*AIM OF THE EXERCISE*:
Format every row below as a numbered list, one row per item, leaving out any blank lines.

*MATERIAL FOR THE TASK*:
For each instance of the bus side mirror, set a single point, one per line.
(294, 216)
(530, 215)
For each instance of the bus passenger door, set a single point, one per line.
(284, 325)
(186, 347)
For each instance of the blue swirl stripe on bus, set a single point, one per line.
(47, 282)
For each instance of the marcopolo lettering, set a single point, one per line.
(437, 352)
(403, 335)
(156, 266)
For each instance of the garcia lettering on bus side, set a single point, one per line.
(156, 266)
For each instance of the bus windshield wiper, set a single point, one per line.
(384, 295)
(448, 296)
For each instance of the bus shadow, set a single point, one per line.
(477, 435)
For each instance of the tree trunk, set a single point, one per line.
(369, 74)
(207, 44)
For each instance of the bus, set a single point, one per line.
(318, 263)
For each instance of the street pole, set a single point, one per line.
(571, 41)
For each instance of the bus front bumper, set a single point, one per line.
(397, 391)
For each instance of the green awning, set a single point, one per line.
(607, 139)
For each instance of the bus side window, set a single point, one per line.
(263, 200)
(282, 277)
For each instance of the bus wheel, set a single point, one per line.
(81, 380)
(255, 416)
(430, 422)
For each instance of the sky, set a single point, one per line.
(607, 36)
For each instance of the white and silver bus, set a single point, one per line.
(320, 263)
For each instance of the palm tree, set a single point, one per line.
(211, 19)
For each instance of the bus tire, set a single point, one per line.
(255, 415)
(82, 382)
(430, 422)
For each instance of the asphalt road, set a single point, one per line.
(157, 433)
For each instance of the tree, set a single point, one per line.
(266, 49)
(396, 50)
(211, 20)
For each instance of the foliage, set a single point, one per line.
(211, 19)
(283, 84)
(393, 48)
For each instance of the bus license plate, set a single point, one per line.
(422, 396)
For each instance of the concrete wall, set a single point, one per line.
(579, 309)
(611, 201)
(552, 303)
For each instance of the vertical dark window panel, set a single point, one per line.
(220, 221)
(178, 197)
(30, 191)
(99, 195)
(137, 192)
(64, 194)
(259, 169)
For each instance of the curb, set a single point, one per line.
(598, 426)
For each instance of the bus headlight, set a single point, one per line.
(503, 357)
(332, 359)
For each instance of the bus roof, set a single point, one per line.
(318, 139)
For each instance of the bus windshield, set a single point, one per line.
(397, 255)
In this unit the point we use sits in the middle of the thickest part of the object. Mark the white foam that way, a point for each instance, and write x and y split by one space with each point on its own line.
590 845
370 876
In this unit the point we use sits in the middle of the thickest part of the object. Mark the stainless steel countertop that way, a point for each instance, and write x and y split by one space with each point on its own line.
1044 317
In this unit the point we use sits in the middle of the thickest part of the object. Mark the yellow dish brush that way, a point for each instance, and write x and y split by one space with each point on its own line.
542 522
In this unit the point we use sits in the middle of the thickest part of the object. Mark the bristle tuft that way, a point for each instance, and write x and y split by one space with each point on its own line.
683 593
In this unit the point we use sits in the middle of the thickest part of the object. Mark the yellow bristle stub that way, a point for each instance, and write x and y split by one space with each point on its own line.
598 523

*ANSWER TO THE PROBLEM*:
1. For each instance of the bus side mirror, set a single point, one per line.
2. (294, 216)
3. (530, 215)
4. For each instance of the bus passenger door, set a single point, one per line.
5. (284, 325)
6. (186, 347)
7. For each instance of the blue swirl stripe on bus, set a single point, one per line.
8. (47, 282)
9. For each instance of the marcopolo lettering, set a single point, one per line.
10. (437, 352)
11. (403, 335)
12. (156, 266)
13. For each instance of the garcia lettering on bus side, set a single point, one per line.
14. (156, 266)
15. For each instance of the bus windshield wiper, set a single point, one per line.
16. (384, 295)
17. (448, 296)
18. For each instance of the bus shadow, set a single point, one per line.
19. (477, 435)
20. For each instance of the tree trunk, set a single point, one per line.
21. (369, 74)
22. (207, 44)
23. For each instance of the bus, set a single point, one per line.
24. (318, 263)
25. For each instance of the street pole, set a single point, one per line.
26. (571, 41)
27. For each instance of the bus front bumper, set a single point, one per line.
28. (397, 391)
29. For each instance of the green awning, set a single point, one per line.
30. (607, 139)
31. For each instance of the bus side window, set a single point, one per line.
32. (263, 200)
33. (282, 277)
34. For each instance of the bus wheel, set a single point, one per line.
35. (81, 380)
36. (255, 416)
37. (430, 422)
38. For each instance of the sky, set a single point, one per line.
39. (607, 36)
40. For each instance of the white and silver bus, set a single point, one per line.
41. (320, 263)
42. For each instance of the palm tree, set a single point, one per line.
43. (211, 19)
44. For each instance of the bus tire, set a single point, one per line.
45. (255, 415)
46. (82, 382)
47. (430, 422)
48. For each instance of the asphalt road, set a single point, one per line.
49. (157, 433)
50. For each instance of the tree, set a single point, one per line.
51. (266, 49)
52. (396, 50)
53. (211, 20)
54. For each instance of the foliage, set a single point, one per line.
55. (211, 19)
56. (283, 84)
57. (393, 48)
58. For each instance of the bus license plate, set a single point, one per line.
59. (422, 396)
60. For each instance of the concrete wall, set a single point, one per line.
61. (579, 309)
62. (611, 201)
63. (552, 303)
64. For each instance of the vertical dark window panel, set a single point, one per line.
65. (220, 221)
66. (178, 197)
67. (30, 191)
68. (99, 195)
69. (137, 192)
70. (64, 194)
71. (259, 169)
72. For each instance of the curb, set a single point, one per line.
73. (598, 426)
74. For each instance of the bus headlight, set a single point, one per line.
75. (503, 357)
76. (332, 359)
77. For each instance of the bus roof, set a single point, one per line.
78. (318, 139)
79. For each instance of the bus windshield, set a single point, one per line.
80. (397, 255)
81. In this unit the point we use sits in the middle of the thickest part of the object. Mark the white foam that way, a point for each instance, and write x and y split by one space with each point on its own line.
82. 590 845
83. 370 876
84. In this unit the point we use sits in the middle of the thickest part of the object. Mark the stainless steel countertop that way, a point for each instance, and write x and y split by one space with each point on its own line.
85. 1044 317
86. In this unit the point we use sits in the middle of the thickest part of the object. Mark the yellow dish brush that way, a point for each instance, and write x and y split by one space with each point on its own line.
87. 542 522
88. In this unit the point we use sits in the middle of the thickest part of the object. Mark the bristle tuft that way, a point for each instance, and write x and y split by one space with each point on its own line.
89. 683 593
90. In this unit the point we use sits in the middle of the thickest part of the object. Mark the yellow bristle stub that way, a point for each instance, and write x and y split by one space with each point on its own line.
91. 598 523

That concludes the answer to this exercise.